Aquellos pobres escasos de sentido, que vagan y vagan buscando a alguien o a algo que llene el profundo vacío que habita en sus corazones, gente a los que no espera nadie cuando llega la noche, gente buscando una tasca oscura y maloliente para beber y olvidar: gente que busca sexo por oscuros callejones que huelen a orín porque nunca ha tenido una experiencia fuerte de amor.

Y me pregunto: quién y cuándo se va tomar por fin en serio que hay mucha pobreza a nuestro alrededor y que esto es indigno para muchas personas; sí, es indigno.

Porque es indigno tener que dormir todos los días en los bajos de un edificio cubierto de cartones y mantas usadas; es indigno que una mafia te coloque en una esquina por la mañana y, al terminar el día, te exija la recaudación; es indigno pasarse el día con un bote haciendo sonar cuatro monedas por las calles comerciales más transitadas de nuestras ciudades; es indigno aprenderse de memoria un discurso, que ya nadie cree ni escucha, para recitarlo todos los días en el metro; es indigno, y alguien tendrá que hacer algo contra esta indignidad para que no nos indigne a todos. Y es más indigno todavía cuando el telediario nos dice que España está creciendo el 1,2% o todavía más. Creciendo, ¿quién?

Indicación: Prosigue el texto sobre la pobreza y la indignidad a partir de su última oración.

Información mostrada:
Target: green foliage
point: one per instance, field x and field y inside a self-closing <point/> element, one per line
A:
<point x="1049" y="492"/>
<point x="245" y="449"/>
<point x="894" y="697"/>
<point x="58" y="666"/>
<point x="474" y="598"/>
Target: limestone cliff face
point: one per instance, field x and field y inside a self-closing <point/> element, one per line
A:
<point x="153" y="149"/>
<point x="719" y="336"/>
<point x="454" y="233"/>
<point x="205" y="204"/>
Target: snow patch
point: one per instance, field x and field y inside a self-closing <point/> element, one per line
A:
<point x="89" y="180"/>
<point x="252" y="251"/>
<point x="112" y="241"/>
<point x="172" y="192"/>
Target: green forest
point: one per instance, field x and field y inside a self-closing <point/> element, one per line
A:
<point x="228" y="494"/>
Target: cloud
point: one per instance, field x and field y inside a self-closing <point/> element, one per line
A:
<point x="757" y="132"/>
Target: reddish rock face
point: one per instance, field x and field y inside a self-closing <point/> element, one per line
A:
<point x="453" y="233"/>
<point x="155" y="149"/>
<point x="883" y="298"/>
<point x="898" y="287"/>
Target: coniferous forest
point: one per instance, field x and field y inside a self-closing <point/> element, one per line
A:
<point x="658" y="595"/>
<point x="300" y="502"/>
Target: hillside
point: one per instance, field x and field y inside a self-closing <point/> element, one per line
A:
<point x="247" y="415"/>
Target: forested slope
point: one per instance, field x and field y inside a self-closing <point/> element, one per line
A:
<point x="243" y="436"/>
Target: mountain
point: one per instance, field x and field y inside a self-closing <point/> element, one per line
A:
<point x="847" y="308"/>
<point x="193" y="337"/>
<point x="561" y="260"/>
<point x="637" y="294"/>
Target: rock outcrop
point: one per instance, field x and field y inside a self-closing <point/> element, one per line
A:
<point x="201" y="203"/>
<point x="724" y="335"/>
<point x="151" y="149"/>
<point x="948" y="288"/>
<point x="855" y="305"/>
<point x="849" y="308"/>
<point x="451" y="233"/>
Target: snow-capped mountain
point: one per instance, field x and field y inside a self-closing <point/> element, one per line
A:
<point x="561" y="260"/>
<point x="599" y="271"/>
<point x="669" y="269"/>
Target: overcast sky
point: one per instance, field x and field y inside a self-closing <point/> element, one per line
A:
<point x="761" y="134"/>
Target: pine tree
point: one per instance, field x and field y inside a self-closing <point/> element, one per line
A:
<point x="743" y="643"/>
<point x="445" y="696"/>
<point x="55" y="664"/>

Respuesta esperada:
Ausencia de Dios

Y hay también una indignidad existencial que clama al cielo. Es la de todos aquellos que consumen la vida sin hacerse preguntas, sin plantearse el porqué de lo que somos y hacemos, de dónde venimos y a dónde vamos, si Dios puede llenar o no el corazón humano, y algunos ni se lo plantean; esos son los pobres más pobres; estos miserables, con muy mala suerte, están atrapados en la náusea.

A mí me apenan mucho los pobres, todos los pobres, los pobres de pan y los pobres de Dios. Pobres son los que dicen, en boca de Gloria Fuertes: ¿y si Dios no existiera? Sí, la mayor pobreza es la ausencia de Dios, no haber encontrado a Quien es fuente todo encuentro, a quien siendo rico se hizo pobre para enriquecernos a todos.

Si Dios ha sido capaz de llenar, en plenitud, a tantos hombres y mujeres y hay alguien que no puede disfrutar de eso, por las razones que sean, les falta una valiosa riqueza que poseer y, por tanto, son pobres. Pobres de solemnidad. Y hay muchos, muchos, demasiados. Y alguien, digo yo, tendrá que hacer algo para que no seamos pobres todos.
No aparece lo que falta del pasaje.